Print the following news report on the House motion about judicial officers' working conditions in its entirety, word for word.

Text segment Block Start

A motion seeking the intervention of the House of Representatives in the conflict between the Chief Justice of Nigeria, Tanko Muhammad, and Justices of the Supreme Court, over issues bordering on welfare and working conditions suffered a setback on Thursday.

While the House called for a general review of salaries and allowances of all political office holders and public servants, the members were divided over which committees should handle the task.

The Chairman of the House Committee on Judiciary, Onofiok Luke, had moved a motion to seek the intervention of the chamber in the crisis rocking the apex court and better welfare package for judicial officers across the courts.

Luke, who moved the motion titled, ‘Need to Address the Deteriorating Working Conditions of Judicial Officers,’ prayed the House to urge the Revenue Mobilisation Allocation and Fiscal Commission to upwardly review the remuneration of judicial officers in line with present economic realities.

The lawmaker prayed the House to urge the Federal Government to increase the budgetary allocation of the judiciary for the upcoming fiscal year and provide special intervention funds for the development of the arm

He further prayed the House to mandate the Committee on Judiciary to ensure compliance and report back within six weeks for further legislative action.

While the lawmakers were making amendments to the prayers, the Deputy Speaker, Ahmed Wase, called for an upward review of the welfare package of all public office holders.

Wase, who stated that he appreciated the memo from the Justices to the CJN, noted that only the RMAFC had the responsibility to review remuneration of government officials.

Text segment Block End
Data extracts Block Start

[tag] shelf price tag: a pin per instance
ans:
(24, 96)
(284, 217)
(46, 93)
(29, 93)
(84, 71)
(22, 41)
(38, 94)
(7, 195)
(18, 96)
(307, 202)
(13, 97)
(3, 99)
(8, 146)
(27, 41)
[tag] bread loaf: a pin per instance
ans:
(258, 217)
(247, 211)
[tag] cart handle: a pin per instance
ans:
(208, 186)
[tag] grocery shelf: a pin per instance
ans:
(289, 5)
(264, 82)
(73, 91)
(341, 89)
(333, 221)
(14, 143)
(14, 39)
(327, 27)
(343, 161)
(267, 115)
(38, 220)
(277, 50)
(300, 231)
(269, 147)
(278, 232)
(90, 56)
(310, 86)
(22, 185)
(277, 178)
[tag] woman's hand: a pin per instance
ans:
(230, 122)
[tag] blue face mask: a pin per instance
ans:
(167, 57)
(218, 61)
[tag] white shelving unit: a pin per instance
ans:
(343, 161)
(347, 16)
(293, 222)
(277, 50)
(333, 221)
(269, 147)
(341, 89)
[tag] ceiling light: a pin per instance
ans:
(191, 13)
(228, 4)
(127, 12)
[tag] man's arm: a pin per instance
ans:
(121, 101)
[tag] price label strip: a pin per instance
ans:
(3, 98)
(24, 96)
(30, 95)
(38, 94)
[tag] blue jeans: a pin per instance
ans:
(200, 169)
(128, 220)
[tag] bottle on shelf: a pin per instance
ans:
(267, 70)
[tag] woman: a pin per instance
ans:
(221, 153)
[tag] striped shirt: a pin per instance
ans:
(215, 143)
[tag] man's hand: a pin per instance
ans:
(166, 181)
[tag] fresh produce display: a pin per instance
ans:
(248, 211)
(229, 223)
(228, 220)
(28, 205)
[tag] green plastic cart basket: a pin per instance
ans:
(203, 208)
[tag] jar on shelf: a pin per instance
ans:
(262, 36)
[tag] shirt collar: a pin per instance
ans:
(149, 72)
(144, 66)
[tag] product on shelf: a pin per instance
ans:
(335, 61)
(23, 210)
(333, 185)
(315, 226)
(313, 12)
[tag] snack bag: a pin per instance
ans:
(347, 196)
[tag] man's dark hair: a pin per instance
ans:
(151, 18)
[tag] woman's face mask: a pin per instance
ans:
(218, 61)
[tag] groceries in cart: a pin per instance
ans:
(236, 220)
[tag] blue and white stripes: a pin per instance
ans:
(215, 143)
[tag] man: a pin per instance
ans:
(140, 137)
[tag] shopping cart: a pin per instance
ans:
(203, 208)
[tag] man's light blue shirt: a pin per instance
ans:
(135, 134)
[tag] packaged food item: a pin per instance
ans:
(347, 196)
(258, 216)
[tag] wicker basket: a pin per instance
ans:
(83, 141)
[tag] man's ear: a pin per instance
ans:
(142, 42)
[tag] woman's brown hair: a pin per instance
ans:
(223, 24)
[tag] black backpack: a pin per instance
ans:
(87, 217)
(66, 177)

Data extracts Block End
Data extracts Block Start

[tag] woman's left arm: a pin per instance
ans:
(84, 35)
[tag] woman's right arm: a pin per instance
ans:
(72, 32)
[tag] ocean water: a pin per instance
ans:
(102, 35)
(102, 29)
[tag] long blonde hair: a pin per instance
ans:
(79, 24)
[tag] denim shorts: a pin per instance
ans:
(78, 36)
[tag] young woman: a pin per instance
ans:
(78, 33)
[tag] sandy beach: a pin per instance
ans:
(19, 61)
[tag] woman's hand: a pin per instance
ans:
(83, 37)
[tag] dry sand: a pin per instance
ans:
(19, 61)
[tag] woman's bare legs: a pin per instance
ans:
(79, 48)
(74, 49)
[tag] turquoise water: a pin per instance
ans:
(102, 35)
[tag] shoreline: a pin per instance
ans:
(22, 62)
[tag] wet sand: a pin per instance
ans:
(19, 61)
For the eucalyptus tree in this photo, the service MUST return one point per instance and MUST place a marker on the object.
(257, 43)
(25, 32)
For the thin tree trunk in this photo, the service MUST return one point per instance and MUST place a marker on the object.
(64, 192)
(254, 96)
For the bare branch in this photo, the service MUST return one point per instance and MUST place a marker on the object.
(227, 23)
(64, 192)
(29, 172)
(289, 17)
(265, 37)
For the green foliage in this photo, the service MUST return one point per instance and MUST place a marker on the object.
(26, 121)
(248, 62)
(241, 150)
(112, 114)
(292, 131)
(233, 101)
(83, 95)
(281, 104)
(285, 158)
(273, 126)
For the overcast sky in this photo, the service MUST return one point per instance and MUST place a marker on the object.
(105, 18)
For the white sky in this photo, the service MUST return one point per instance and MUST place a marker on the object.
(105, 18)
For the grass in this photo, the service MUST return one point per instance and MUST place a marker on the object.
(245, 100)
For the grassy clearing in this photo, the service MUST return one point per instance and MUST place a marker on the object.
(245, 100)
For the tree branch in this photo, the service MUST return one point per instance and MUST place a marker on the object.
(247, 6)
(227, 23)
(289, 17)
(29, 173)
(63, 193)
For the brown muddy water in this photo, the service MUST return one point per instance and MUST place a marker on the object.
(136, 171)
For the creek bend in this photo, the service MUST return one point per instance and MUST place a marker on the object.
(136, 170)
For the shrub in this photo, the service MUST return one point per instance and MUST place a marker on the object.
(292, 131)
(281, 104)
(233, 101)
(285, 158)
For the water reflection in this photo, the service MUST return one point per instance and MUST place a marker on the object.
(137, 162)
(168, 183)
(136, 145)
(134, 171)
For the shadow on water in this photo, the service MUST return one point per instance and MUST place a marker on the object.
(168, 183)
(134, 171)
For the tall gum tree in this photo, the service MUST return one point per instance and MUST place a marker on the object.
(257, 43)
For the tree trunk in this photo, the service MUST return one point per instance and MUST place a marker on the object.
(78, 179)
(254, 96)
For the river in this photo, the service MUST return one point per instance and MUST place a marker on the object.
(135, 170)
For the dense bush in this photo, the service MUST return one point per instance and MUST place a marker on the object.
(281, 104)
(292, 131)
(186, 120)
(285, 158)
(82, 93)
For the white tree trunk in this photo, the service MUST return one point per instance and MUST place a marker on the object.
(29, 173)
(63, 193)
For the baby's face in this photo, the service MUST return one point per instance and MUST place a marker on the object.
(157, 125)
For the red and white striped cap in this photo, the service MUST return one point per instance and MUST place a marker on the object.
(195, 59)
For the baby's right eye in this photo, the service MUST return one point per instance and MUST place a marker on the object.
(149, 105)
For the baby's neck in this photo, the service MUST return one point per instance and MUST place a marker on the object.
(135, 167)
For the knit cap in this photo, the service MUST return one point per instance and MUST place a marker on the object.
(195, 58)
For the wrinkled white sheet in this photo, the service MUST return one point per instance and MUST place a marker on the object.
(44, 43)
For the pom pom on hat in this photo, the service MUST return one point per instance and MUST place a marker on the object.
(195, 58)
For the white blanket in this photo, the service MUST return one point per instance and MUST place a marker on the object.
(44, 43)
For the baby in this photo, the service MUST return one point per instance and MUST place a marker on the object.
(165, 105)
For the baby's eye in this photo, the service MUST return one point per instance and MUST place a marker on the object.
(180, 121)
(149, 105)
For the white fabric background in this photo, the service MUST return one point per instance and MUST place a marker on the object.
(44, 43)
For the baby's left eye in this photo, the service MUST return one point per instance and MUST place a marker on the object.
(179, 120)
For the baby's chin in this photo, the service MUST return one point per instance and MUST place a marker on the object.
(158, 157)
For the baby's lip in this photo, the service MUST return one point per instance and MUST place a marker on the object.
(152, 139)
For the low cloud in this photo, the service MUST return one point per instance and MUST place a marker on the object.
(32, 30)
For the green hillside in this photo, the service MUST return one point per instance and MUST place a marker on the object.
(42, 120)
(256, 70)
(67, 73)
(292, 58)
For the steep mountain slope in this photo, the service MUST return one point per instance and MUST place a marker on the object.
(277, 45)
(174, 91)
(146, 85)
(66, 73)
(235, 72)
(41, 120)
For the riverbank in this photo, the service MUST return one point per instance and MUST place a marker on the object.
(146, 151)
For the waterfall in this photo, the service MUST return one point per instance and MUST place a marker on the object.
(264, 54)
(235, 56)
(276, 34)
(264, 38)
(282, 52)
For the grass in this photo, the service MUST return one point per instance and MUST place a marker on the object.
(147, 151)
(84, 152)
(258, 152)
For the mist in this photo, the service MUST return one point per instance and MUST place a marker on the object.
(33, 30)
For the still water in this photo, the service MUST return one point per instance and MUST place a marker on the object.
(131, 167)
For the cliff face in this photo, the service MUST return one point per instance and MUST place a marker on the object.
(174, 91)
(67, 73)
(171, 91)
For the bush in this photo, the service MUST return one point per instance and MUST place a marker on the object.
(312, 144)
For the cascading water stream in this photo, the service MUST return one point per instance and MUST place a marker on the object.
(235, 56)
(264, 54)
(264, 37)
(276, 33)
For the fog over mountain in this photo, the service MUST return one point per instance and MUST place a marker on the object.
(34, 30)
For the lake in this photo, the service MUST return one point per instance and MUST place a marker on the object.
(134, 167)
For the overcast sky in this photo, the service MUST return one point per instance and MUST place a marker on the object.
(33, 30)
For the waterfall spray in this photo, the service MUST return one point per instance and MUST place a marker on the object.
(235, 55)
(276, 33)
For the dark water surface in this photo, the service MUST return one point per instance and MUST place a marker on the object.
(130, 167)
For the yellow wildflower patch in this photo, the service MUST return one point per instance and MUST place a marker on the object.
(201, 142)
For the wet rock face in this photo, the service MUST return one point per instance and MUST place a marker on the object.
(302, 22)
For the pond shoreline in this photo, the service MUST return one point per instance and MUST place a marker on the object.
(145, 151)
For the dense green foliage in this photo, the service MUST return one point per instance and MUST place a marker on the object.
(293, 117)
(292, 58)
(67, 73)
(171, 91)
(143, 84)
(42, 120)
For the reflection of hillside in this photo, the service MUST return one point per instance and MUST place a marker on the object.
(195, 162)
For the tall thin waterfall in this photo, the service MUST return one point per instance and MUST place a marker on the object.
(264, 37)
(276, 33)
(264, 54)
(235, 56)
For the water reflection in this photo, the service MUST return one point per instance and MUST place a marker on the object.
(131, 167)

Data extracts Block End

_Answer area_.
A motion seeking the intervention of the House of Representatives in the conflict between the Chief Justice of Nigeria, Tanko Muhammad, and Justices of the Supreme Court, over issues bordering on welfare and working conditions suffered a setback on Thursday.

While the House called for a general review of salaries and allowances of all political office holders and public servants, the members were divided over which committees should handle the task.

The Chairman of the House Committee on Judiciary, Onofiok Luke, had moved a motion to seek the intervention of the chamber in the crisis rocking the apex court and better welfare package for judicial officers across the courts.

Luke, who moved the motion titled, ‘Need to Address the Deteriorating Working Conditions of Judicial Officers,’ prayed the House to urge the Revenue Mobilisation Allocation and Fiscal Commission to upwardly review the remuneration of judicial officers in line with present economic realities.

The lawmaker prayed the House to urge the Federal Government to increase the budgetary allocation of the judiciary for the upcoming fiscal year and provide special intervention funds for the development of the arm

He further prayed the House to mandate the Committee on Judiciary to ensure compliance and report back within six weeks for further legislative action.

While the lawmakers were making amendments to the prayers, the Deputy Speaker, Ahmed Wase, called for an upward review of the welfare package of all public office holders.

Wase, who stated that he appreciated the memo from the Justices to the CJN, noted that only the RMAFC had the responsibility to review remuneration of government officials.